Fragmento |
#####

Arnoldo Kraus Weisman
Los entrecruzamientos entre enfermedad y resiliencia son múltiples. No todos los enfermos tras curar se reinventan y convierten su mal en resiliencia. Quienes lo logran hacen escuela. Al escribir sobre dolor, físico o anímico, resiliencia debería ser tema obligado. No sólo por el significado del concepto, sino por sus posibles implicaciones en el tratamiento de otros enfermos.
No existe una Escuela del dolor: cada enfermo vive su mal de acuerdo a su historia. “No hay enfermedades, hay enfermos”, enseñaban los viejos maestros devotos de la clínica y no del laboratorio. Tenían razón: cada persona vive su mal como vive su vida.
A pesar de las dificultades para construir una Escuela del dolor, la idea es válida: Los enfermos resilientes, sobre todo quienes padecen males crónicos o estuvieron al “borde de la muerte”, son maestros. Después de haber vencido peripecias negativas crean una serie de habilidades: miran desde otros ángulos y hablan desde otro lugar. Los enfermos resilientes transforman esas habilidades en virtudes.
Resiliencia proviene del latín resilio, y significa volver atrás, rebotar, resaltar. Múltiples son las definiciones de resiliencia; destaca, por sencilla, “Capacidad del ser humano para hacer frente a las adversidades de la vida, superarlas y ser transformado positivamente por ellas”; y agrego, “…y modificar experiencias negativas en circunstancias positivas”.
Las personas resilientes “hacen de lo malo algo bueno”, y enseñan cómo afrontar tropiezos. Extraen de las desgracias una cierta sabiduría. La resiliencia no se enseña, se aprende al observar las respuestas de personas en condiciones similares. Pobreza, víctimas de maltrato físico o psíquico, prisioneros de campos de concentración y de abandono afectivo son condiciones predisponentes. Las enfermedades deben incluirse en ese grupo.
Algunos pacientes, tras sobrepasar adversidades físicas o anímicas, se convierten en portadores de mensajes positivos. Debería aprovecharse “ese modo de ser”. Algunos hospitales cuentan con clínicas donde se comparten vivencias y se ofrece apoyo. La voz de los enfermos transmite mensajes provenientes desde la experiencia íntima: sus tonos son distintos. Quienes han recorrido la senda de la enfermedad siembran empatía y comprensión y sirven como modelo para quienes inician su periplo.
Boris Cyrulnik (Francia, 1937), pionero en el campo de la resiliencia, sufrió desde la infancia, por ser judío, atropellos de la Ocupación nazi. De acuerdo a sus estudios —es neurólogo, psiquiatra, etólogo—, la resiliencia permite a las personas renacer después del sufrimiento. Quienes lo hacen, llevan en su equipaje de viaje una serie de recetas llenas de vivencias: los dolores, cuando se comparten, si bien no se curan, se comprenden desde la perspectiva del otro, cuya experiencia, siguiendo a Cyrulnik, permite tejer a cuatro manos.
Algunas personas renacen cuando sanan y otras modifican porciones de su ser tras vencer la enfermedad; en ocasiones se convierten en maestros. Escucharlos es gratificante. Los enfermos resilientes tienen la capacidad de encontrarle sentido a la vida. No preguntan, “¿por qué yo?”, “¿qué hice para merecer este castigo?”.
El enfermo resiliente que sana hace del dolor escuela. Cuando esa sabiduría se comparte con otros individuos afectados por procesos similares, contribuye a mejorar su padecer. Los médicos deberían contar con el apoyo de pacientes resilientes dispuestos a dialogar. Su experiencia los dota de ética y de empatía: saben colocarse en el lugar del otro. Esa terapia empática y compasiva es fundamental para los médicos interesados en el concepto Escuela del dolor. Pensar en el triángulo resiliencia, empatía y ética es necesario.

#####

Registros almacenados de una colección |
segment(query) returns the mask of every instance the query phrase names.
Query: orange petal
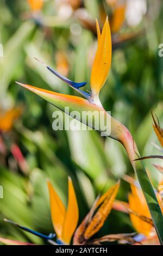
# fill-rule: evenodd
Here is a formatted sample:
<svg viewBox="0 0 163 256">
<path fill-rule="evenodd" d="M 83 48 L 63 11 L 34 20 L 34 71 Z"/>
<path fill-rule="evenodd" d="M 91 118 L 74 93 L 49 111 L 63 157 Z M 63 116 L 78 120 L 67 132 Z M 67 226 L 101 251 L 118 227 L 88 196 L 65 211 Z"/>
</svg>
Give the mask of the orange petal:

#####

Enunciado |
Transcribe el pasaje del texto sobre enfermedad y resiliencia que comienza en “Arnoldo Kraus Weisman” y termina en “de otros enfermos.”. No hace falta consultar los registros.

Ejercicio resuelto |
Arnoldo Kraus Weisman
Los entrecruzamientos entre enfermedad y resiliencia son múltiples. No todos los enfermos tras curar se reinventan y convierten su mal en resiliencia. Quienes lo logran hacen escuela. Al escribir sobre dolor, físico o anímico, resiliencia debería ser tema obligado. No sólo por el significado del concepto, sino por sus posibles implicaciones en el tratamiento de otros enfermos.